#### Passage to read

Unfortunately, due to circumstances like the cessation of mass manufacturing and high market prices, the bandoneon is seriously endangered nowadays. On the other hand, it has received little to no attention from the technological revolutions of the 20th and 21st century, nor has the academic community conducted much research on its acoustical or physical properties, both elements that could help revitalize the instrument. However, as we describe later, there has been some recent efforts to revert this situation which, despite having mixed results, were met with great expectation: proactively protecting the heritage of a region is not only fundamental to preserve its roots and identity, but also to guarantee the same possibility of accessing culture and knowledge for future generations.
To address this situation, we have created Bandoneón 2.0: an interdisciplinary project whose main objective is to produce electronic bandoneons in Argentina. We seek to develop an expressive instrument that can be performed in recreational, academic, or professional contexts, drawing from local experiences and perspectives, but also aided by a strong scientific research. Thus, we aim to provide an inclusive response to the sociocultural request for a more affordable bandoneon, and also to address its inherent need of adaptation to the modern technological era.
The bandoneon evolved from the European accordions and concertinas [2] of the early 19th century, and was initially manufactured by German luthiers such as Carl Friedrich Uhlig, Carl Friedrich Zimmermann, and Heinrich Band, who experimented with different innovations, following the requests of the musicians of the time. Most scholars agree that its name comes from the joining of Heinrich Band’s last name and the word “accordion” [3] [4]. Following it’s initial success, several European factories were established from the mid 19th to the early 20th centuries, mass producing and exporting the instrument worldwide. Among them, stood out the Ernst Louis Arnold Bandonion und Konzertina Fabrik (ELA), Alfred Arnold bandonion und Konzertina Fabrik (AA), and Meinel & Herold.

########
#### Raw data

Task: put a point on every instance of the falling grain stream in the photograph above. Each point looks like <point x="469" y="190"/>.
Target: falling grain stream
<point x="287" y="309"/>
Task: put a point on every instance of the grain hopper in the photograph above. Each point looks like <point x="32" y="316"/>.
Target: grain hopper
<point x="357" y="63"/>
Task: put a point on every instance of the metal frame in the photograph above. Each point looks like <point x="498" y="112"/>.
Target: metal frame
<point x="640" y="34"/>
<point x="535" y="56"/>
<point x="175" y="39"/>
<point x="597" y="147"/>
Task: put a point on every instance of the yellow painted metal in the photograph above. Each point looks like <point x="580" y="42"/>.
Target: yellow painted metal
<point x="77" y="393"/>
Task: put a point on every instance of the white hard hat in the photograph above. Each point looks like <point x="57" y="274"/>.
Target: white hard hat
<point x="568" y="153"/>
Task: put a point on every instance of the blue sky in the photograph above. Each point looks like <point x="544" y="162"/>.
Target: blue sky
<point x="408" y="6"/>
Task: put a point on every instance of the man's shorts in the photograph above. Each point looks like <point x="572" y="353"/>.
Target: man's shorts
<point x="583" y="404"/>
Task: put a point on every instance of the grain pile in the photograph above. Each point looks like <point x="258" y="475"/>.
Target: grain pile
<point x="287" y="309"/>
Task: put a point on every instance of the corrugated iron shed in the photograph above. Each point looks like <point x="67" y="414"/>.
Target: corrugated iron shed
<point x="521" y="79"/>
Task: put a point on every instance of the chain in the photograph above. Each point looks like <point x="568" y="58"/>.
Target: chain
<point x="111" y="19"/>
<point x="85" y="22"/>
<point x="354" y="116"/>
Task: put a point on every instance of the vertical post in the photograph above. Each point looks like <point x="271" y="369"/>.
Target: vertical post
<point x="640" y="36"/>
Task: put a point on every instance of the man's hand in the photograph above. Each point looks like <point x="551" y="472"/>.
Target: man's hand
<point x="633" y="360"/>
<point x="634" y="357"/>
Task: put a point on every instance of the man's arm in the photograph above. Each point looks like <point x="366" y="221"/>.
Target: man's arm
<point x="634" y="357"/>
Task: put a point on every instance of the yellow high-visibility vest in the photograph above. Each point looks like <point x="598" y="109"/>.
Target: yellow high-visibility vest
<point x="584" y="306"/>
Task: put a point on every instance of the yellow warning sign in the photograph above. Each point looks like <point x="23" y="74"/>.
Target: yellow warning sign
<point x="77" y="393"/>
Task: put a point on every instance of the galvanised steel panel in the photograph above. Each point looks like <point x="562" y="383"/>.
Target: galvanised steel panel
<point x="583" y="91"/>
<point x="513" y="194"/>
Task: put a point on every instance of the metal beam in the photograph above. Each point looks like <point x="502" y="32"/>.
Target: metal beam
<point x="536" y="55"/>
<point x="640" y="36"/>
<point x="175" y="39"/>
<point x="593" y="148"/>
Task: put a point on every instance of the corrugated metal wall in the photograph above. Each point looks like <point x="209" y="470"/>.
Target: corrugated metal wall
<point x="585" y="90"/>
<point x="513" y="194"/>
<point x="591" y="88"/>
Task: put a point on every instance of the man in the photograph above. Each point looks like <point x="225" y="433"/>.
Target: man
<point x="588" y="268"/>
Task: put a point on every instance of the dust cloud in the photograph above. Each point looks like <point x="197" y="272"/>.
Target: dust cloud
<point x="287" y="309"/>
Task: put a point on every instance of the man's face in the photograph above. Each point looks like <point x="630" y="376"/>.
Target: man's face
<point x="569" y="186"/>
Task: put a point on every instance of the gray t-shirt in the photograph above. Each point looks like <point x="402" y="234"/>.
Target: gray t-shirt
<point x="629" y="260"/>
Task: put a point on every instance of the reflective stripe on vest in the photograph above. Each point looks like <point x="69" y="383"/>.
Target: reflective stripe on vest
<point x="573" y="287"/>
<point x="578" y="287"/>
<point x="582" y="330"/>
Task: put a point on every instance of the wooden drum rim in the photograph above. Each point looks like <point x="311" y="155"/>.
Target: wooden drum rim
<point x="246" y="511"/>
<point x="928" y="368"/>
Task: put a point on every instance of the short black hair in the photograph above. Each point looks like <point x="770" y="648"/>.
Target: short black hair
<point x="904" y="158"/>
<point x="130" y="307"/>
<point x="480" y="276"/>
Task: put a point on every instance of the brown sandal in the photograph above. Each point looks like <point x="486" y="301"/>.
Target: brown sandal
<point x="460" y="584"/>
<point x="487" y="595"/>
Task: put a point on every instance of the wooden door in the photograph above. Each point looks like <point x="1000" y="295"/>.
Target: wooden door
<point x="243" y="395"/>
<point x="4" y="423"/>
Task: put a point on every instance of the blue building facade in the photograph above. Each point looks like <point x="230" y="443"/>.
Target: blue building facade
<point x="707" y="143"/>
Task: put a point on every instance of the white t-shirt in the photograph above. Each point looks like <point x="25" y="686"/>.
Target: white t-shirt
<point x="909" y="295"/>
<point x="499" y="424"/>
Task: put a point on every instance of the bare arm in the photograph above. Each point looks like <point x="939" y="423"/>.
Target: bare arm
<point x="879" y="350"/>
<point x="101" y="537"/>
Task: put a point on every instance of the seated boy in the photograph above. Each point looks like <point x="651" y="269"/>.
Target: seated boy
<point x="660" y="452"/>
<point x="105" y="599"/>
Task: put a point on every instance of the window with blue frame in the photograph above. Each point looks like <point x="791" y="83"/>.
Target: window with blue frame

########

• _Requirements_:
(1) According to the bandoneon text, what is the main objective of Bandoneón 2.0?
(2) Condense the paragraph of the bandoneon text that opens with "The bandoneon evolved from" into a short bulleted list, keeping its main facts.
(3) Reproduce word for word the part of the bandoneon text that begins at the words "To address this" and stops after "modern technological era.".

• _Solutions to each task_:
(1) Its main objective is to produce electronic bandoneons in Argentina.

(2)
- The bandoneon evolved from the European accordions and concertinas of the early 19th century.
- It was first made by German luthiers such as Carl Friedrich Uhlig, Carl Friedrich Zimmermann, and Heinrich Band, who tried out innovations at musicians' requests.
- Most scholars agree its name joins Heinrich Band's last name with the word "accordion."
- After its initial success, European factories set up from the mid 19th to the early 20th centuries mass-produced and exported it worldwide.
- Leading makers included ELA (Ernst Louis Arnold), AA (Alfred Arnold), and Meinel & Herold.

(3)
To address this situation, we have created Bandoneón 2.0: an interdisciplinary project whose main objective is to produce electronic bandoneons in Argentina. We seek to develop an expressive instrument that can be performed in recreational, academic, or professional contexts, drawing from local experiences and perspectives, but also aided by a strong scientific research. Thus, we aim to provide an inclusive response to the sociocultural request for a more affordable bandoneon, and also to address its inherent need of adaptation to the modern technological era.